[Task to complete] Reproduce the rows below with each "object_query" changed to "target_label" and nothing else altered.

[Records to use]

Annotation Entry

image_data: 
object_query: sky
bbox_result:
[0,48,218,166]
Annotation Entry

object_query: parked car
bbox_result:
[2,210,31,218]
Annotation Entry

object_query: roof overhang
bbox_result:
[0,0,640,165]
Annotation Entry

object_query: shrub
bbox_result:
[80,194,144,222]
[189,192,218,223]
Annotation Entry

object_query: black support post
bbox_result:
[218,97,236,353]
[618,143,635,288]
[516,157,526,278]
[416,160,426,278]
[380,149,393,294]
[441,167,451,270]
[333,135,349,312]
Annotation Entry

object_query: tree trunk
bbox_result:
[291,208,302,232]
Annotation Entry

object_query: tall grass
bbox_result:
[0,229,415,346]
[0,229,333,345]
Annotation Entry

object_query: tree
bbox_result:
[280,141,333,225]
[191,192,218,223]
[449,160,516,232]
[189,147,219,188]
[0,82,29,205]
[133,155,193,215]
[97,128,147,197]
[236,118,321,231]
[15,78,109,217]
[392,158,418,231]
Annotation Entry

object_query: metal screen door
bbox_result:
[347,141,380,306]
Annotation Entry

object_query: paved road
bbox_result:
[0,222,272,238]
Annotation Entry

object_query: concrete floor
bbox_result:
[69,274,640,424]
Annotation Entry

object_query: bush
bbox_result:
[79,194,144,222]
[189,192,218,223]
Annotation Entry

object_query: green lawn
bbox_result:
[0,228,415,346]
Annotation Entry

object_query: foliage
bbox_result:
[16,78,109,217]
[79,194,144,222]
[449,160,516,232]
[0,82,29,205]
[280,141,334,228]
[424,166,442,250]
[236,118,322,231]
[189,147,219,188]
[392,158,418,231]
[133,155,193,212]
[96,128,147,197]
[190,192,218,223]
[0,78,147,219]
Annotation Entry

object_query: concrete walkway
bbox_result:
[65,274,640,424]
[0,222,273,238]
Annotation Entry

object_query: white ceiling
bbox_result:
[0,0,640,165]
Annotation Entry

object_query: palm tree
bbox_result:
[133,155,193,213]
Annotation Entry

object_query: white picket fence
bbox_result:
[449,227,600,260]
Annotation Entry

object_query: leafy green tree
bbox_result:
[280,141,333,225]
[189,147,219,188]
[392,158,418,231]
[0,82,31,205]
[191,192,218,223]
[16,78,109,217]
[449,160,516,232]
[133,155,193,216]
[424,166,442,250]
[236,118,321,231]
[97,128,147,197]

[Task output]
Annotation Entry

image_data: 
target_label: sky
bbox_result:
[0,48,218,166]
Annotation Entry

target_label: parked car
bbox_result:
[2,210,31,218]
Annotation Entry

target_label: roof overhang
bbox_result:
[0,0,640,165]
Annotation Entry

target_label: shrub
bbox_result:
[80,194,144,222]
[189,192,218,223]
Annotation Entry

target_label: black support post
bbox_result:
[218,97,236,353]
[618,143,635,288]
[516,157,526,278]
[416,160,426,278]
[380,149,393,294]
[441,167,451,270]
[333,135,349,312]
Annotation Entry

target_label: tree trunk
bbox_result:
[291,208,302,232]
Annotation Entry

target_label: tall grass
bbox_result:
[0,229,415,346]
[0,229,333,345]
Annotation Entry

target_label: tree
bbox_result:
[280,141,333,225]
[191,192,218,223]
[449,160,516,232]
[189,147,219,188]
[0,82,29,205]
[133,155,193,215]
[97,128,147,197]
[236,118,321,231]
[15,78,109,217]
[392,158,418,231]
Annotation Entry

target_label: metal screen door
bbox_result:
[347,141,380,306]
Annotation Entry

target_label: paved road
bbox_result:
[0,222,272,238]
Annotation Entry

target_label: concrete floor
bbox_result:
[69,274,640,424]
Annotation Entry

target_label: bush
bbox_result:
[79,194,144,222]
[189,192,218,223]
Annotation Entry

target_label: green lawn
bbox_result:
[0,228,415,346]
Annotation Entry

target_label: foliage
bbox_result:
[16,78,109,217]
[79,194,144,222]
[449,160,516,232]
[0,82,29,205]
[280,141,334,228]
[424,166,442,250]
[236,118,322,231]
[189,147,219,188]
[392,158,418,231]
[133,155,193,212]
[96,128,147,197]
[190,192,218,223]
[0,78,147,219]
Annotation Entry

target_label: concrete walkway
bbox_result:
[65,274,640,424]
[0,222,273,238]
Annotation Entry

target_label: white ceiling
bbox_result:
[0,0,640,165]
Annotation Entry

target_label: palm tree
bbox_result:
[133,155,193,213]
Annotation Entry

target_label: white picket fence
bbox_result:
[449,227,600,260]
Annotation Entry

target_label: leafy green tree
bbox_result:
[280,141,333,225]
[189,147,219,188]
[392,158,418,231]
[0,82,31,205]
[191,192,218,223]
[16,78,109,217]
[449,160,516,232]
[133,155,193,216]
[424,166,442,250]
[236,118,321,231]
[97,128,147,197]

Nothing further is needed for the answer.